◆ **Goal**
Convert the records starting at the line containing "Task: Could you identify the haze" and ending at the line containing "<point>149,100</point>" into a two-column CSV with the header input,output, one row per record, with its text under input and its answer under output. Enclose every field in double quotes and replace each line break with a space.

(Coordinate annotation records)
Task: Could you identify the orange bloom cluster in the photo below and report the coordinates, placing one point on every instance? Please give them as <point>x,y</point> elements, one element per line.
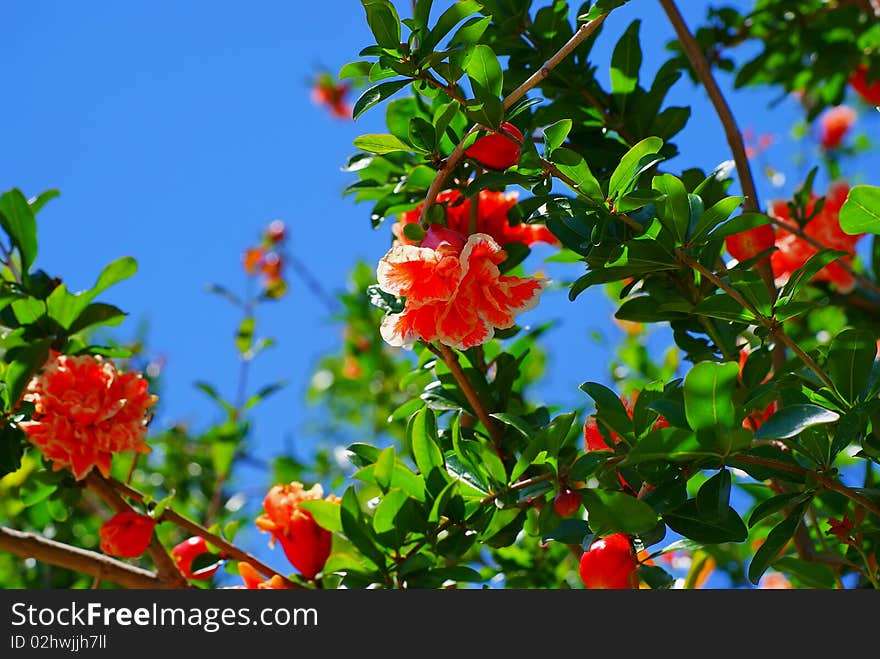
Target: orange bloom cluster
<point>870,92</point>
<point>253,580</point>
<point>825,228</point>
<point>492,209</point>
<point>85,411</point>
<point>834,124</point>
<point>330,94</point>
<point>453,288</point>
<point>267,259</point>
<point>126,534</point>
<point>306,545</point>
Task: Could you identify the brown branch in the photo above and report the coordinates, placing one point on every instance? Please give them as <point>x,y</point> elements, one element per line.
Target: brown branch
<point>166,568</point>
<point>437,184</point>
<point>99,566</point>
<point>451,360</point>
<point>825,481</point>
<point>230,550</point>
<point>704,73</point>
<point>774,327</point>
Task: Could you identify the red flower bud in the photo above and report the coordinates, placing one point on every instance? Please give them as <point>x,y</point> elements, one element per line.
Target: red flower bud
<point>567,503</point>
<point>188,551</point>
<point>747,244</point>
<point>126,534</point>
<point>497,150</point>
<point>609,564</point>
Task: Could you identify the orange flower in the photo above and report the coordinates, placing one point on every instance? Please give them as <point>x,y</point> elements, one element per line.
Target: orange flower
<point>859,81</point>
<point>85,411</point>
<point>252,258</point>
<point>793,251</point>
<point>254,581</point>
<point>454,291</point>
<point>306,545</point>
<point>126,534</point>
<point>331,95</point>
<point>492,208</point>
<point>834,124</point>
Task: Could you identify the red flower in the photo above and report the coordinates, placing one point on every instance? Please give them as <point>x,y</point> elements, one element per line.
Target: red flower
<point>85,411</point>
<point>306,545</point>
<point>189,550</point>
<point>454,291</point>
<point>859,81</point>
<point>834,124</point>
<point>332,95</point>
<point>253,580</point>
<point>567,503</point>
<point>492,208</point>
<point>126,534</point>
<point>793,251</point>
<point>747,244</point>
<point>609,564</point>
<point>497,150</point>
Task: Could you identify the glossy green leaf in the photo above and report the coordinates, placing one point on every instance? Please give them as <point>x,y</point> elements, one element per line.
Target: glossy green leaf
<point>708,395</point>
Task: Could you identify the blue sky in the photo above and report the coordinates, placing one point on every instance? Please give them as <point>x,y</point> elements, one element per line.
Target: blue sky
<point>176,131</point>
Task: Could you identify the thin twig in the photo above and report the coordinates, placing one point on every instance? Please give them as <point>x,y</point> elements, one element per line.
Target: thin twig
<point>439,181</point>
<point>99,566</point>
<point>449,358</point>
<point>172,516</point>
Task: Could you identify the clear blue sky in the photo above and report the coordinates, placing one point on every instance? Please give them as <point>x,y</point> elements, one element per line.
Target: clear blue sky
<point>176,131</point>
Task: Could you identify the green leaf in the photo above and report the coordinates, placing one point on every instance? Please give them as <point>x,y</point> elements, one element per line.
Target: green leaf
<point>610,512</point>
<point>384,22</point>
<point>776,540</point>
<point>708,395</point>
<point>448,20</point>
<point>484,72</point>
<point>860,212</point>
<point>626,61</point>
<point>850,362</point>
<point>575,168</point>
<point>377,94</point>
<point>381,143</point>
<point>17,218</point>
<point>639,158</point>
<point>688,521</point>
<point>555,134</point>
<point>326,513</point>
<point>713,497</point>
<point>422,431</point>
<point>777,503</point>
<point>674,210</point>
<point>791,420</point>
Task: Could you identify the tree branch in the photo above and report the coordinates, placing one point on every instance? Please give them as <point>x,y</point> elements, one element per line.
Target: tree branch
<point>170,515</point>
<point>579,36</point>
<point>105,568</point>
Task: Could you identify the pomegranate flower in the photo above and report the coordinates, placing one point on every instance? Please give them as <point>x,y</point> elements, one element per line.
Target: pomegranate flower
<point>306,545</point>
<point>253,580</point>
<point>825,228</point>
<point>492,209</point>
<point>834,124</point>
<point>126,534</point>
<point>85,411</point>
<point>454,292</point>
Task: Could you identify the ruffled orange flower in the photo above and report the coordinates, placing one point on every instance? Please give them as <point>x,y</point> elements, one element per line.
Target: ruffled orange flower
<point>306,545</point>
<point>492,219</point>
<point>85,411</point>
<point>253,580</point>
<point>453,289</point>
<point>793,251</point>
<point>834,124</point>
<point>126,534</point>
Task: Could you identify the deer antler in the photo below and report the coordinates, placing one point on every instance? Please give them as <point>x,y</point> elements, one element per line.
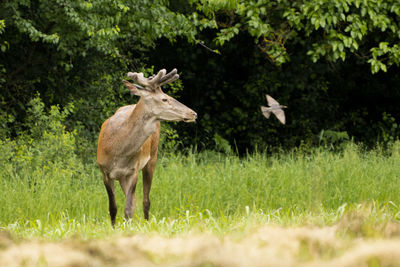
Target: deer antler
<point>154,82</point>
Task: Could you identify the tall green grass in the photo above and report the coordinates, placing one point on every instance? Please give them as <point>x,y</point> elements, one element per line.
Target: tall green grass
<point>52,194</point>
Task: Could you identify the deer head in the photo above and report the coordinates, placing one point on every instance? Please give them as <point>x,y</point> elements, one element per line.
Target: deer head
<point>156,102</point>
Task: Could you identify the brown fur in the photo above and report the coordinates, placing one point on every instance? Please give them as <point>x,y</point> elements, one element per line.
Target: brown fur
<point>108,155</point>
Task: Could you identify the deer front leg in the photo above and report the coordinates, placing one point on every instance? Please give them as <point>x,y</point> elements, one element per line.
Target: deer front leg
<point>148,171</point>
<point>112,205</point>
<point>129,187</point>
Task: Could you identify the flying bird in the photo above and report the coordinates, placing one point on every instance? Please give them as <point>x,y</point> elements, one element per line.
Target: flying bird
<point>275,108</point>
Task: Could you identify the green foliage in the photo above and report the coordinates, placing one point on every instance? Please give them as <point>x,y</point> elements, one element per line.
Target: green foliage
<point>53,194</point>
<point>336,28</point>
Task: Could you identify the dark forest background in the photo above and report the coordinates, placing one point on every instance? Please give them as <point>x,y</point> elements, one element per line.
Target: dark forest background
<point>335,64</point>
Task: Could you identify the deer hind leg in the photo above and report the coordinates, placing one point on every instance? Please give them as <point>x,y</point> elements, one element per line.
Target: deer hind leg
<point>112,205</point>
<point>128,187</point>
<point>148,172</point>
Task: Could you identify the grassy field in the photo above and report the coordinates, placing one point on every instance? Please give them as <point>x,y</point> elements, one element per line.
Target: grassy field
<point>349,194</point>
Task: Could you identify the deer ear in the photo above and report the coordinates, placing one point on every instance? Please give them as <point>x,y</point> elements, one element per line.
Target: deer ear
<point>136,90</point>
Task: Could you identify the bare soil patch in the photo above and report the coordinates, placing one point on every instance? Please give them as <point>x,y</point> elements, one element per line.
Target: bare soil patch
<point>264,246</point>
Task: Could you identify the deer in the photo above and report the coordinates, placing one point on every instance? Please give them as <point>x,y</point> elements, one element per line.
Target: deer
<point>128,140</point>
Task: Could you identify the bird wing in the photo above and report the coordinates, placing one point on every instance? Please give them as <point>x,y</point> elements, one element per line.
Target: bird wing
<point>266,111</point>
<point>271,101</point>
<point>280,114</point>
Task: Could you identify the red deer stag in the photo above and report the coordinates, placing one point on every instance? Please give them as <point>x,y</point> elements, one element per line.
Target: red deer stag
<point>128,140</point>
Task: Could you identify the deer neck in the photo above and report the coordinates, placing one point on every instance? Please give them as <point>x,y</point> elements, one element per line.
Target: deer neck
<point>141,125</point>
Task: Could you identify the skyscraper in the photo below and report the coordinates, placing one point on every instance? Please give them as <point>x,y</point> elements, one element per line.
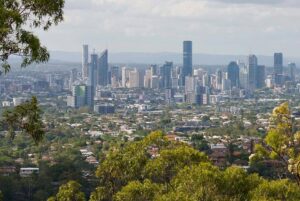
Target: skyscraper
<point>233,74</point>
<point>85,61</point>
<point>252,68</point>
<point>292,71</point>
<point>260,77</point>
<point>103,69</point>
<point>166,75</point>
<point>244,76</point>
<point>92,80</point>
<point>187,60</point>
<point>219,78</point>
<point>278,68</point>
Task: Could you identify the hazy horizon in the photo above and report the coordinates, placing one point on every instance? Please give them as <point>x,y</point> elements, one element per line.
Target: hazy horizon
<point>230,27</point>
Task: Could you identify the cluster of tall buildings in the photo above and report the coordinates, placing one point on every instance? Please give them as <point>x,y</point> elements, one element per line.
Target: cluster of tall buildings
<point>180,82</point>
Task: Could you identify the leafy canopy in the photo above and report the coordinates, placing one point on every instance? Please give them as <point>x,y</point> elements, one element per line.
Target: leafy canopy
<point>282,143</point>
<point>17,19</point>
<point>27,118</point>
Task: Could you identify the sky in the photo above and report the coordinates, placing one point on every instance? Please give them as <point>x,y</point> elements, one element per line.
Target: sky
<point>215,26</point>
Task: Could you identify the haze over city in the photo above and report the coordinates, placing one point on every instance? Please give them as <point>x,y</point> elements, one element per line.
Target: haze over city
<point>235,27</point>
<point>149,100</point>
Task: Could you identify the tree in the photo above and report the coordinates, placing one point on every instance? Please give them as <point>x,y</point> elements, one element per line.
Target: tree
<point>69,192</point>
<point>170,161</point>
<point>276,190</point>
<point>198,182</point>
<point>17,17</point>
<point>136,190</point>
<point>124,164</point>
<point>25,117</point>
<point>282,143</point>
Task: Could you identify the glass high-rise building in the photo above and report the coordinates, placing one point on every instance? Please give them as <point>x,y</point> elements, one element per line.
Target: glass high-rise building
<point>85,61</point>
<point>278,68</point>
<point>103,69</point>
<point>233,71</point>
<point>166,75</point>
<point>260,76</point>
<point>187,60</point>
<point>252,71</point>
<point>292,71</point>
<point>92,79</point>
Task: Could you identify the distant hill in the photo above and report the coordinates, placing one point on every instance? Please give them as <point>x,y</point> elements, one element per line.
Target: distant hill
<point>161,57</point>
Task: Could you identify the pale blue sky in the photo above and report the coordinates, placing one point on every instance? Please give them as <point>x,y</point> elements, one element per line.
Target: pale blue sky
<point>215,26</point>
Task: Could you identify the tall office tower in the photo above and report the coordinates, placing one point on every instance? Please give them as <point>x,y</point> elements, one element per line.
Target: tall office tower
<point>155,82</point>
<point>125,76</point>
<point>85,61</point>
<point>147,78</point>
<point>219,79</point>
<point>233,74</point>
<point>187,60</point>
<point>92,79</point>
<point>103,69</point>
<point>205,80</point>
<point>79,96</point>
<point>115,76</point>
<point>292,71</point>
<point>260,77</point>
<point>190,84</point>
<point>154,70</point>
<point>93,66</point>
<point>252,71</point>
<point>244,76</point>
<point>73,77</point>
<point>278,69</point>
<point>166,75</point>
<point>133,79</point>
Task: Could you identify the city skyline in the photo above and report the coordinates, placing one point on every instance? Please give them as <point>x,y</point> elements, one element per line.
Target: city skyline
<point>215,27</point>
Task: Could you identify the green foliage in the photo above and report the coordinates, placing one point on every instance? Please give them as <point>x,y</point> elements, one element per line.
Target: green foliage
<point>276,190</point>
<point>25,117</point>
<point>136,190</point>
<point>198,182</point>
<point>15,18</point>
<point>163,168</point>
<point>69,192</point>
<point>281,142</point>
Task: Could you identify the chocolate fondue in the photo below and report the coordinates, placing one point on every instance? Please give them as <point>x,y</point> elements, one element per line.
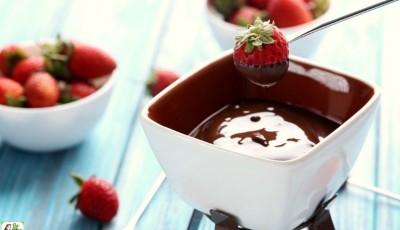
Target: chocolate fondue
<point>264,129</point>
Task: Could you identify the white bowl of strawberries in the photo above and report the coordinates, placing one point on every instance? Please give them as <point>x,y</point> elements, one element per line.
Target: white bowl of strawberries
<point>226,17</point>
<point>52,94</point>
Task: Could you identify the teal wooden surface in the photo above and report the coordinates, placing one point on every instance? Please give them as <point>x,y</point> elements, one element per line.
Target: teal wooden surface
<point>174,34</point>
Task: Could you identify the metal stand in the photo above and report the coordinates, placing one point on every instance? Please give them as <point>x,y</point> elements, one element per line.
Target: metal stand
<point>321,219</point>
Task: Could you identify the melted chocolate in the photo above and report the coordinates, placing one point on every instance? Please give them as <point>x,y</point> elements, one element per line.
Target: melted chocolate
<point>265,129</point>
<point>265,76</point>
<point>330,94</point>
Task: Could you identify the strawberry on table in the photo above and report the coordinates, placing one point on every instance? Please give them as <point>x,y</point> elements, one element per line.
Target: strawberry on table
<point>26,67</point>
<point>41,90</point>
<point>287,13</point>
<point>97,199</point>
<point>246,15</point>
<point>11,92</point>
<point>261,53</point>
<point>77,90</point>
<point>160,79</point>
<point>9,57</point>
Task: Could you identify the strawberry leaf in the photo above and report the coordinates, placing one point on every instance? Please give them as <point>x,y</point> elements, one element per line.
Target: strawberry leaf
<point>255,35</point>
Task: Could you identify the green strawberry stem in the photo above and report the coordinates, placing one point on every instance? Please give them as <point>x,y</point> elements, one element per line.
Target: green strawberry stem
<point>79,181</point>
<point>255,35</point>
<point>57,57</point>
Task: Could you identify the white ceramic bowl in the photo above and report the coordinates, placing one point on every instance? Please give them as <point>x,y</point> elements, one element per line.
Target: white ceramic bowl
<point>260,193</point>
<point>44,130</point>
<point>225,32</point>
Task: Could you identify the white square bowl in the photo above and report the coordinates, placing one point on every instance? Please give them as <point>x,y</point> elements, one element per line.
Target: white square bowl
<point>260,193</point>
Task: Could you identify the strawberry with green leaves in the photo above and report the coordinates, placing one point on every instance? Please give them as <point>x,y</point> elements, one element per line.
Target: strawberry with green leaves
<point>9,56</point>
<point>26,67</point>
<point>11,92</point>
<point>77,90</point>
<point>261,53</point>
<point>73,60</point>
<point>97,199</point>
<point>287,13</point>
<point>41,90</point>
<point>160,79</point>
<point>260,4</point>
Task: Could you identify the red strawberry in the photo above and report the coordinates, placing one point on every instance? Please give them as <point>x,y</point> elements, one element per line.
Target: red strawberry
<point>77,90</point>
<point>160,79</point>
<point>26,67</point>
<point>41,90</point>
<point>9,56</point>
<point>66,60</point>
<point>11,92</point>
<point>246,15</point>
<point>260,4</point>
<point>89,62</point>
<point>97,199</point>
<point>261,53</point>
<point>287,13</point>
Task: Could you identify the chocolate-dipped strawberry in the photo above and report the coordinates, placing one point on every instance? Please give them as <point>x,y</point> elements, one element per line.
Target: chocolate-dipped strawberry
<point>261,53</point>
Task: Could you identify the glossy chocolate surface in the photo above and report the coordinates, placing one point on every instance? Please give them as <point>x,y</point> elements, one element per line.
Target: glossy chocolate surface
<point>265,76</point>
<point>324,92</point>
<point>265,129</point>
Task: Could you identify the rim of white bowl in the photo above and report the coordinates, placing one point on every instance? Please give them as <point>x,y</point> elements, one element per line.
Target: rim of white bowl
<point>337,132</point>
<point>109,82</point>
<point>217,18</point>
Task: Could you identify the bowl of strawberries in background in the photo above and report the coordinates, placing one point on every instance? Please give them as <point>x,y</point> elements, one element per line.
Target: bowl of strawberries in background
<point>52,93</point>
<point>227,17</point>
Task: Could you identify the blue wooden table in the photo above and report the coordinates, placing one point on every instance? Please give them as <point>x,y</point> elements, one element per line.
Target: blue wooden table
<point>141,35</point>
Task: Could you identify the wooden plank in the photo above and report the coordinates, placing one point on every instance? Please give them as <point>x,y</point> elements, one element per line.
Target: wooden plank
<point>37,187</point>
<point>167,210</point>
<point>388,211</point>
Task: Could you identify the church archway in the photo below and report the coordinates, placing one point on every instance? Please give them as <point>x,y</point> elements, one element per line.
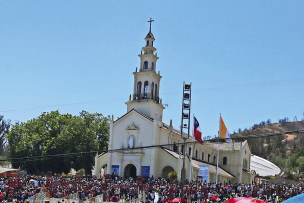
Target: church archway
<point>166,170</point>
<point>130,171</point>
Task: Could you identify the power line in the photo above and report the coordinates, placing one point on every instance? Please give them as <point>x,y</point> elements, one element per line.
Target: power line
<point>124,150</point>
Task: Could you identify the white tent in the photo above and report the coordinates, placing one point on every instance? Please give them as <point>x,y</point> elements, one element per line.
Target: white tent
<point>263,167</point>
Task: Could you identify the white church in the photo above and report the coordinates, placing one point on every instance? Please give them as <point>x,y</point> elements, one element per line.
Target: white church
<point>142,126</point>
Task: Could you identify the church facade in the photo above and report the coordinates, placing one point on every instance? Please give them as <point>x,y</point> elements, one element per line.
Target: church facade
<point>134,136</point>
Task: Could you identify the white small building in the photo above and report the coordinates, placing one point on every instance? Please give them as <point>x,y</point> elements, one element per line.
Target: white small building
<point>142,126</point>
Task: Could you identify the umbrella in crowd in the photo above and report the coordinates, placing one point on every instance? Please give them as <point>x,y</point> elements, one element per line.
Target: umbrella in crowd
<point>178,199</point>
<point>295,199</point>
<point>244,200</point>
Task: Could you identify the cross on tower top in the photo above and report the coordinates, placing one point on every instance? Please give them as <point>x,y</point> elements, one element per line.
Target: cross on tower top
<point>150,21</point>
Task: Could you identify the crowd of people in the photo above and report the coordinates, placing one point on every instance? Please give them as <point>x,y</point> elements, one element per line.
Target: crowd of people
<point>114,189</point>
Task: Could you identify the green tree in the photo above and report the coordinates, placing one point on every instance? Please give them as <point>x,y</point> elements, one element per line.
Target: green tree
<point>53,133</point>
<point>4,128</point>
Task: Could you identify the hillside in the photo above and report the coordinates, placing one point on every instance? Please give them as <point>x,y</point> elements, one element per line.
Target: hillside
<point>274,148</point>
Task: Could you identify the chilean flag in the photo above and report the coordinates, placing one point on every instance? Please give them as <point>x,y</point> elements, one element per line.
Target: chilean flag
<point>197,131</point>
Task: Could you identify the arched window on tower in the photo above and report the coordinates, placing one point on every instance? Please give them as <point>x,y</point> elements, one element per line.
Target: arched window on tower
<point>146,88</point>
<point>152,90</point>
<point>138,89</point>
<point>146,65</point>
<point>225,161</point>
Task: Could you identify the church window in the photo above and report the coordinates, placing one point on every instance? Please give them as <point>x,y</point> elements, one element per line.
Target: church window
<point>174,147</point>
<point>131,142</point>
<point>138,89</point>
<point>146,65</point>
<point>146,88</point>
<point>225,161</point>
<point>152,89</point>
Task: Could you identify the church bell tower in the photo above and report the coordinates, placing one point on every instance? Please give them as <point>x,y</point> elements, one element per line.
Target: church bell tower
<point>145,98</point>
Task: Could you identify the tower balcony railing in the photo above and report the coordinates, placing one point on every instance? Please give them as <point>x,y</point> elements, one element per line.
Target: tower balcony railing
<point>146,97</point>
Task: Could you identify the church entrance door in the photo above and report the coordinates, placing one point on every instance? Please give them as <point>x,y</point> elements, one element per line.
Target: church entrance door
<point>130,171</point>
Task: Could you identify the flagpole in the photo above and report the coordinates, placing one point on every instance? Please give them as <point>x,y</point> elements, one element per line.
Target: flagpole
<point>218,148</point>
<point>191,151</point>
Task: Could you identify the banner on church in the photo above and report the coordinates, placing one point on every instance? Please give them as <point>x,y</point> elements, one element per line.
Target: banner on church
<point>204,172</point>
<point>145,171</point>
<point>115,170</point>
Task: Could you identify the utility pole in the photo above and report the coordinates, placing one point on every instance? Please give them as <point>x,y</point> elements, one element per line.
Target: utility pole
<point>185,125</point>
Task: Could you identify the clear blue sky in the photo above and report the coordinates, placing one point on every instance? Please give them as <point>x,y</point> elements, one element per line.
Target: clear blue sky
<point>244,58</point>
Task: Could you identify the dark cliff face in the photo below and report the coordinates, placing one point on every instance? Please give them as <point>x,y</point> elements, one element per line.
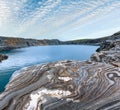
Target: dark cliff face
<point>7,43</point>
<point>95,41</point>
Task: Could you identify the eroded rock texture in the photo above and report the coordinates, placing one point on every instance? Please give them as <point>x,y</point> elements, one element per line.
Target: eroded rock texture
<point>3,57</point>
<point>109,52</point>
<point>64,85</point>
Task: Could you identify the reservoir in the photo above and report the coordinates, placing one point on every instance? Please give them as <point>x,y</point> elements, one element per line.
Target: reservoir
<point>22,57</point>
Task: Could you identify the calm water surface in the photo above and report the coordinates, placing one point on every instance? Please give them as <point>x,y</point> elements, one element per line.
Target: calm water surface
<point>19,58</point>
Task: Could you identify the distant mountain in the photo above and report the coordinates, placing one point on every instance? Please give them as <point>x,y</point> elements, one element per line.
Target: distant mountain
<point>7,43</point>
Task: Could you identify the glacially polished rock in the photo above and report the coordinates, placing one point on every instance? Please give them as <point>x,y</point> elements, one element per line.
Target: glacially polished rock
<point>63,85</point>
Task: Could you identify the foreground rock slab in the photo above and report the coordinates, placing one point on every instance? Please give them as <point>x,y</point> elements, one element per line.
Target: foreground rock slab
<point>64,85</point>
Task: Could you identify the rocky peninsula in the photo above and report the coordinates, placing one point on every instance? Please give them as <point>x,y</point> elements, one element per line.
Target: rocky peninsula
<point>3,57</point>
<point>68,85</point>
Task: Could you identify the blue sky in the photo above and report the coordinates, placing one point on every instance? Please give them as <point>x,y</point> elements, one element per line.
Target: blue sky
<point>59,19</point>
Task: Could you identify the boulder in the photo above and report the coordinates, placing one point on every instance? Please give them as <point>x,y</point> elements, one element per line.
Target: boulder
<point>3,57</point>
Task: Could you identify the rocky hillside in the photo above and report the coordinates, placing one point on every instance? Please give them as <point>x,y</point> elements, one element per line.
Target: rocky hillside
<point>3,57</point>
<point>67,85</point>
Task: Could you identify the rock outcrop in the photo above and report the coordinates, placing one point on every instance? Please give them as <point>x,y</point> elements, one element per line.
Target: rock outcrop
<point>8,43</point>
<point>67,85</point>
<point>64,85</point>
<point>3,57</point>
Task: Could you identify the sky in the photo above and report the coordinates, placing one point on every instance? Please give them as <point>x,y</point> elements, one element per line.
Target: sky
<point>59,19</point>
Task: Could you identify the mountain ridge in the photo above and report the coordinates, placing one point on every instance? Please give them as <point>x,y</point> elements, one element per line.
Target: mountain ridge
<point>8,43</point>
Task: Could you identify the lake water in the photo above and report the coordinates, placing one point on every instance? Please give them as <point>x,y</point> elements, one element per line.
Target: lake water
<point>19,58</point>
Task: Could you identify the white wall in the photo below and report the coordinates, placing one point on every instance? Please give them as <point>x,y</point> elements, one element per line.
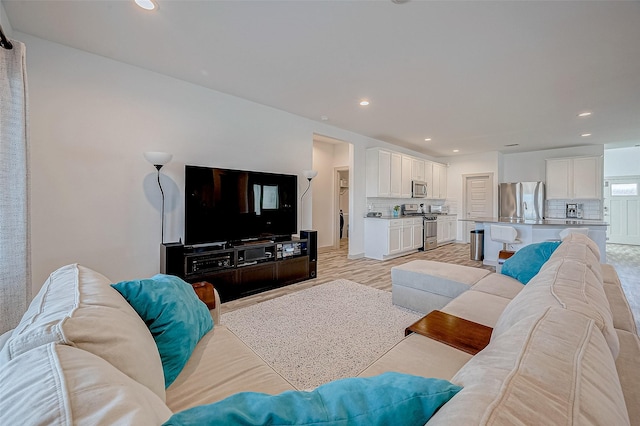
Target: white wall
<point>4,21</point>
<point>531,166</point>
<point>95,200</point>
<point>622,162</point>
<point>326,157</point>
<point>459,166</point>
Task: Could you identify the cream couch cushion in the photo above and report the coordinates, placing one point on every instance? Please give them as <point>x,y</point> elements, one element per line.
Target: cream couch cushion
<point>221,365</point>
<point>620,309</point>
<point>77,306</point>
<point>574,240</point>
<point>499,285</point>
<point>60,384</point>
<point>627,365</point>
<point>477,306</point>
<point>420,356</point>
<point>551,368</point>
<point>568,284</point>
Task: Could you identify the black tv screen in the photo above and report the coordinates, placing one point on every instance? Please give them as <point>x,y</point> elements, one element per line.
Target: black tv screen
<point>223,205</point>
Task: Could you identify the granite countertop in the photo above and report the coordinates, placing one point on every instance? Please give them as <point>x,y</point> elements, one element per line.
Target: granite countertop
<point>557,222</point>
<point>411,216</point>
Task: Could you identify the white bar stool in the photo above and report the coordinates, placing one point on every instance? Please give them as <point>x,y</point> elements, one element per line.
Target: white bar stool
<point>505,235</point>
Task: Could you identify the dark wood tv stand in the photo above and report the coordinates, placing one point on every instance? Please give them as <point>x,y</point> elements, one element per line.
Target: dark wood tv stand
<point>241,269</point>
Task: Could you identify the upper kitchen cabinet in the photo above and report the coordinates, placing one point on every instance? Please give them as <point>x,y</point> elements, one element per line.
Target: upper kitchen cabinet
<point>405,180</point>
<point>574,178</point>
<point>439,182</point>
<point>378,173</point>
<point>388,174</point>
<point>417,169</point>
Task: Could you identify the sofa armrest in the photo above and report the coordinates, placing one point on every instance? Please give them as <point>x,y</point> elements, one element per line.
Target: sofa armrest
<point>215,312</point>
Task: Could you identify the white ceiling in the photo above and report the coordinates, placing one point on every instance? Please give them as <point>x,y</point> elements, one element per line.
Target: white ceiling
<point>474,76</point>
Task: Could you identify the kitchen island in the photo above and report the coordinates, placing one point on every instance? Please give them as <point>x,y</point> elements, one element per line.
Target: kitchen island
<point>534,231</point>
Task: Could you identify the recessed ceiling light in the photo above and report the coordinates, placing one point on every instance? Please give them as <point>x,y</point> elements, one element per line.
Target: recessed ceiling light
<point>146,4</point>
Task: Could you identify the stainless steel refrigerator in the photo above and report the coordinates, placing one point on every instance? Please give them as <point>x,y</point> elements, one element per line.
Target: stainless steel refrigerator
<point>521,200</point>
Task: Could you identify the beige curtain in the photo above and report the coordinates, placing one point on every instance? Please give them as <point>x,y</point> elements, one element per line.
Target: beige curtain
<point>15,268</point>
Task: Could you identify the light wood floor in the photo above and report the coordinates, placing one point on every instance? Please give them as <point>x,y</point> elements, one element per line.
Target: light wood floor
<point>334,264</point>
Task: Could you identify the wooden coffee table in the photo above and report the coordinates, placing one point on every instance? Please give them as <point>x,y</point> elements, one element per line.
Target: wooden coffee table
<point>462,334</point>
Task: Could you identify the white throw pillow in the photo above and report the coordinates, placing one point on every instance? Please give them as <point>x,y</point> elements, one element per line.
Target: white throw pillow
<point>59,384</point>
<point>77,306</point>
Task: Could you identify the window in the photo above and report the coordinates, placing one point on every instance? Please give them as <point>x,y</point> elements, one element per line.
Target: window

◆ **Task output**
input,output
"Task: Could you identify the haze over city in the photo above and report the coordinates, placing one point on every instance? Please give them as <point>x,y</point> elements, one element per line. Target: haze over city","<point>235,27</point> <point>149,100</point>"